* ABOUT THIS EXERCISE *
Set down all of the entries below word for word, with the pictures left out.

Recorded data

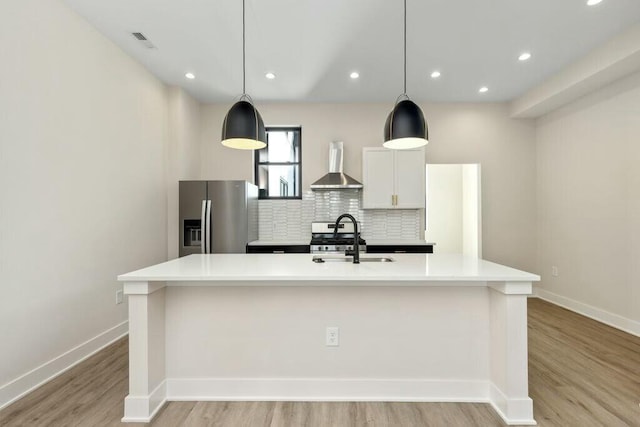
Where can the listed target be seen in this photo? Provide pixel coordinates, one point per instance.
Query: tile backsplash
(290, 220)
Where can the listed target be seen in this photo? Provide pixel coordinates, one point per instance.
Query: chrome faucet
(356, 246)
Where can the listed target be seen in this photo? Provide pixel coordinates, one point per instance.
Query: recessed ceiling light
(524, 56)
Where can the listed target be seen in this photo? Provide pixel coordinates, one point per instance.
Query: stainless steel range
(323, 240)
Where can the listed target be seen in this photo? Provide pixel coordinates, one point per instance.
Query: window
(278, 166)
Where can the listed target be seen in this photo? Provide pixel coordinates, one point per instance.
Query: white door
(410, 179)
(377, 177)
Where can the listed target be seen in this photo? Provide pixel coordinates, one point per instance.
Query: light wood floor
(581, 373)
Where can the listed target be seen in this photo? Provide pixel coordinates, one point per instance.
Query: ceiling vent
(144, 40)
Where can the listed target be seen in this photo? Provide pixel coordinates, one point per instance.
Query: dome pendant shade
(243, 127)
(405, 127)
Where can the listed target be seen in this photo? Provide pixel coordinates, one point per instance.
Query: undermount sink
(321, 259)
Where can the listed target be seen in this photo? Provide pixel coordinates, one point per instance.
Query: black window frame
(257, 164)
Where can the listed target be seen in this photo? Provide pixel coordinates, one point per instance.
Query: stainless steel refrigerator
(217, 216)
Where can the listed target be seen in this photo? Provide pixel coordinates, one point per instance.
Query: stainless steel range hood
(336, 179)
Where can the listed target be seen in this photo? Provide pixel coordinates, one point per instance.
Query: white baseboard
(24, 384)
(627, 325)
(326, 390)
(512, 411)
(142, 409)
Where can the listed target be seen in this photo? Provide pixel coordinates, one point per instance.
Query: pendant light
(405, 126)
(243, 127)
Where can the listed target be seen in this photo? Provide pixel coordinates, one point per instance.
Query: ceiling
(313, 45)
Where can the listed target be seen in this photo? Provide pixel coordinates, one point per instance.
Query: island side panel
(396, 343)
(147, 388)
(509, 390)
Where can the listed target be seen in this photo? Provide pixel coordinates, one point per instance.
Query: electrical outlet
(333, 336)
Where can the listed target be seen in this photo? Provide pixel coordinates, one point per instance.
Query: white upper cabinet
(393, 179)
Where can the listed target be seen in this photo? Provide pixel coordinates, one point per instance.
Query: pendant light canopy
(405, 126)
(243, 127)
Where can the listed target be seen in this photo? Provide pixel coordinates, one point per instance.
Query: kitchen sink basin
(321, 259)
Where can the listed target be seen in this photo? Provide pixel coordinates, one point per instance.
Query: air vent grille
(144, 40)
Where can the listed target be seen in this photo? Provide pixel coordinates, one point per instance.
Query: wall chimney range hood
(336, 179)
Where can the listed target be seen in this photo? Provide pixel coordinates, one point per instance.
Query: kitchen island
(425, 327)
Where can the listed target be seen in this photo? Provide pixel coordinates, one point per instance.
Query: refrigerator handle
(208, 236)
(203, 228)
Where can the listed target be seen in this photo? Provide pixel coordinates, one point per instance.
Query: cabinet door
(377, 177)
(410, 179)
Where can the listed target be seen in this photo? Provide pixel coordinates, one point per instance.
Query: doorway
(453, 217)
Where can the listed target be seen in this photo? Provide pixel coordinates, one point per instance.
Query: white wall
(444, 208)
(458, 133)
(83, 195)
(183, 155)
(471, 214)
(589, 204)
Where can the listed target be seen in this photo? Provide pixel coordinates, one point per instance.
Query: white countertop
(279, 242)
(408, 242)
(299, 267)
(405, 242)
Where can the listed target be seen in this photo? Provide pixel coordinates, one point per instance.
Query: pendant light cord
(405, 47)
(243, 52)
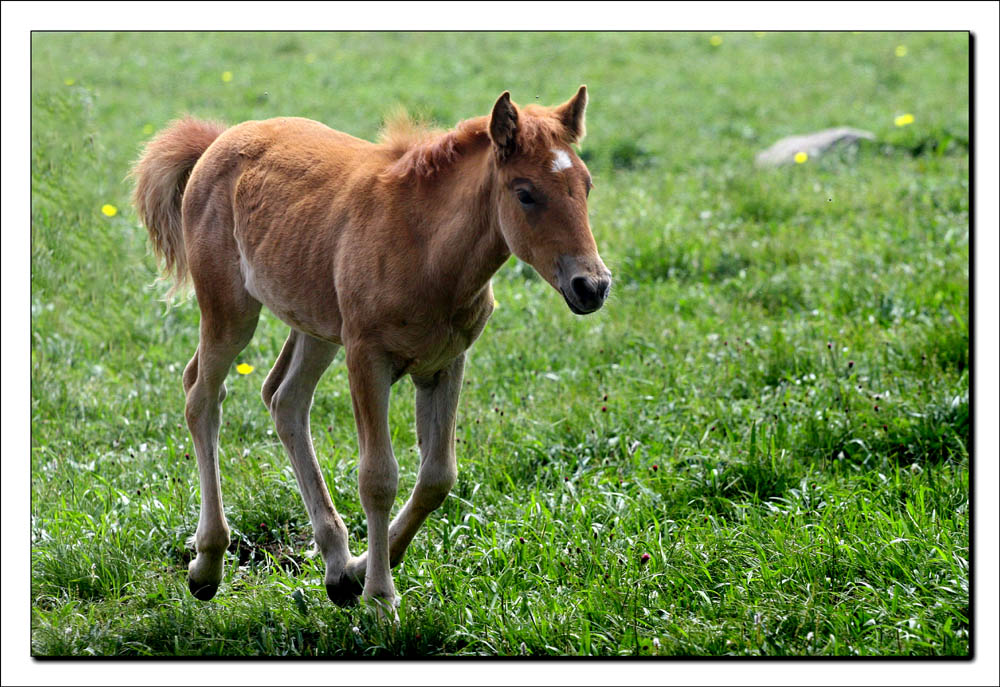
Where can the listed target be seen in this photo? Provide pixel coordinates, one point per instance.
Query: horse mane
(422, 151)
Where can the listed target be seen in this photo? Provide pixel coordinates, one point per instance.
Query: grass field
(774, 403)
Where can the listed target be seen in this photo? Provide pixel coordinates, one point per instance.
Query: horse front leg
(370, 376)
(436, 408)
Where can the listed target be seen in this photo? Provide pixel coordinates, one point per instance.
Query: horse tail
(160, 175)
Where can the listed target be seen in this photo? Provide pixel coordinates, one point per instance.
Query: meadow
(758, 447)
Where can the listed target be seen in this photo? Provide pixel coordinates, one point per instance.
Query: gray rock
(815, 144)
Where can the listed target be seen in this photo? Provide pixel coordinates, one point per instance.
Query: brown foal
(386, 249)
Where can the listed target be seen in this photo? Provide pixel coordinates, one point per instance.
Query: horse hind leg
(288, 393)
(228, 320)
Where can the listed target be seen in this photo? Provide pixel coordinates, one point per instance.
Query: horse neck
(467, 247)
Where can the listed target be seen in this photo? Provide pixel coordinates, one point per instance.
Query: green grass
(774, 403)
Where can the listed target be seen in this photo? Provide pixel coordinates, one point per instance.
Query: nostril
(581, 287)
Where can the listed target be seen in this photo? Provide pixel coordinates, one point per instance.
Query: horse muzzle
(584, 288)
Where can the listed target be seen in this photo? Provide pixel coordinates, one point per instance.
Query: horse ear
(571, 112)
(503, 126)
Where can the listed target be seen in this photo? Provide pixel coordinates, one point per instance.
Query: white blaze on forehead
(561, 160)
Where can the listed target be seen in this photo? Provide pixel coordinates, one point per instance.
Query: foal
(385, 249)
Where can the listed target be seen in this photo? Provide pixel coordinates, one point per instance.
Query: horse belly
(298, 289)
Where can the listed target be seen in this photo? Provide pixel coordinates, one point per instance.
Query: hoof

* ANSWER SECTION *
Where can the listed target be seen in this photo? Provide pixel coordinates, one point per instance.
Query: tile backsplash
(290, 220)
Where can the listed target be seen in this photo? Provide pixel coordinates, one point per instance.
Query: chrome faucet
(356, 246)
Where can the listed target be seen in this photo? Provide pixel coordinates, one point per instance.
Query: recessed ceiling light
(524, 56)
Where can the listed target be seen in this photo? Provide pixel coordinates, one point per instance.
Query: stainless steel range
(323, 240)
Where can the listed target be seen in this photo? Provide pixel coordinates, one point per instance.
Query: window
(278, 166)
Where can the listed target be seen in this photo? Provide pixel coordinates, one point per instance.
Query: white door
(410, 179)
(377, 177)
Where can the listed target be seen in this photo? Provide pixel coordinates, one point per instance.
Query: light wood floor
(581, 373)
Where can the listed target be seen in this photo? Provide pixel coordinates, one point per instance.
Query: ceiling vent
(144, 40)
Where can the listed target be seen in this photo? Provide pixel coordinates, one point per instance.
Query: dome pendant shade
(243, 127)
(405, 127)
Where can the listed target be seen in this photo? Provide pixel coordinates, one point per instance.
Query: undermount sink
(321, 259)
Where can the listed target be seen in this photo? Provide pixel coordinates, one point per instance.
Query: black window frame
(257, 164)
Where can the listed target be seen in this photo? Provide pixel coordinates, one point per instance.
Query: stainless steel refrigerator
(217, 216)
Where can the listed target be seen in this photo? Provide pixel coordinates, one point per instance.
Query: stainless steel range hood
(336, 179)
Where can the listed target be seen in this photo? Provide pixel coordinates, one point per instance.
Query: white baseboard
(24, 384)
(627, 325)
(326, 390)
(512, 411)
(142, 409)
Where can the listed target be seen in this photo? Provide pixel coordinates, one point per instance.
Query: pendant light
(405, 126)
(243, 127)
Where can the listed target be seen in this photo? Provide pixel coordinates, one point per instance.
Query: ceiling
(313, 45)
Where can the listed target be seen in this photo? Provide pixel coordinates, one point per instance.
Query: island side panel
(396, 343)
(147, 388)
(509, 390)
Where can the listed target be seen in this photo? Provide pixel coordinates, one point per instance.
Query: electrical outlet
(333, 336)
Where can the listed target be seen in this photo? Provide pixel coordinates, one point per instance.
Query: white upper cabinet
(393, 179)
Where can the listed target be seen in this photo? Provide pixel coordinates, one point per instance.
Query: pendant light canopy
(405, 126)
(243, 127)
Where can the listed target be seen in this photo? Provide pixel coordinates, one point per instance.
Query: kitchen sink basin
(321, 259)
Where can the listed target be seen in this photo? Provide pixel coordinates, one point per instance.
Query: air vent grille
(144, 40)
Where can the listed target be seen in this photo? Provide pixel coordinates, one point per instance.
Query: wall chimney range hood
(336, 179)
Where can the listed target be seen in this photo? Provide pixel coordinates, one point per instance.
Query: kitchen island
(425, 327)
Where can the listed target be seen in this photo? Provide pixel coordinates, one point per instance.
Query: refrigerator handle
(208, 236)
(203, 228)
Where can the listed target be seen in this photo? Provide pixel coordinates, one point per instance.
Query: cabinet door
(377, 177)
(410, 179)
Where can the listed target be seen in this photo? Provide pixel coordinates, one point per instance.
Query: doorway
(453, 217)
Where can the listed target be seen in this photo? Provide pixel coordinates, one point per instance.
Query: white wall
(444, 208)
(458, 133)
(83, 195)
(183, 155)
(471, 214)
(589, 204)
Where can the listed target be seen in this photo? Provide pixel coordinates, one point per instance.
Query: white countertop
(279, 242)
(408, 242)
(299, 267)
(405, 242)
Where can the listed target be seen in this photo? Provide pixel coordinates, one point per instance.
Query: pendant light cord
(405, 47)
(243, 52)
Where can the listed target be seen in this photo? Provide pixel coordinates, one point per instance.
Query: horse mane
(422, 151)
Where can the listed target be seen in this photo? Provide pixel coordinates, one point per instance.
Query: grass field
(774, 403)
Where can the listed target be seen in this photo? Provide pixel coordinates, one point per instance.
Query: horse front leg
(370, 376)
(436, 408)
Where can the listed target be seen in this photo? Provide pixel coordinates, one point per instance.
Query: horse tail
(160, 175)
Where can the listed target be seen in this photo? Provide pixel coordinates, one point per instance.
Query: meadow
(758, 447)
Where can the listed target be seen in this photo? Provide pixel coordinates, one point per instance.
Query: gray rock
(815, 144)
Where can the listed target be seen in this photo? Provide pixel coordinates, one point per instance.
Query: brown foal
(386, 249)
Where can the listed target be seen in this photo? Provide pixel coordinates, one point per instance.
Query: horse hind leg
(288, 393)
(228, 320)
Where can the listed target be seen in this photo? Provide pixel coordinates, one point per instance.
Query: horse neck
(467, 247)
Where can the listed target be seen in this photo? Provide pixel coordinates, one point per instance.
Query: green grass
(774, 403)
Where can the listed target be seen in this photo? Provide pixel coordinates, one point per instance.
Query: nostril
(581, 287)
Where can the listed target be seen in this photo? Provide pixel coordinates, one point per instance.
Query: horse muzzle
(584, 288)
Where can the listed target be seen in this photo? Provide pixel coordinates, one point per instance.
Query: horse ear
(571, 112)
(503, 126)
Where can the listed target be seen in this photo? Provide pixel coordinates, one point per instance.
Query: white blaze on forehead
(561, 160)
Where can the listed target be seen in this photo? Provide pixel coordinates, one point per instance.
Query: foal
(385, 249)
Where can the listed target be seen in this photo? Provide pixel coordinates, one point per instance.
Query: horse belly
(298, 289)
Where can the listed target be seen in this photo? Provide pixel coordinates, one point per instance.
Query: hoof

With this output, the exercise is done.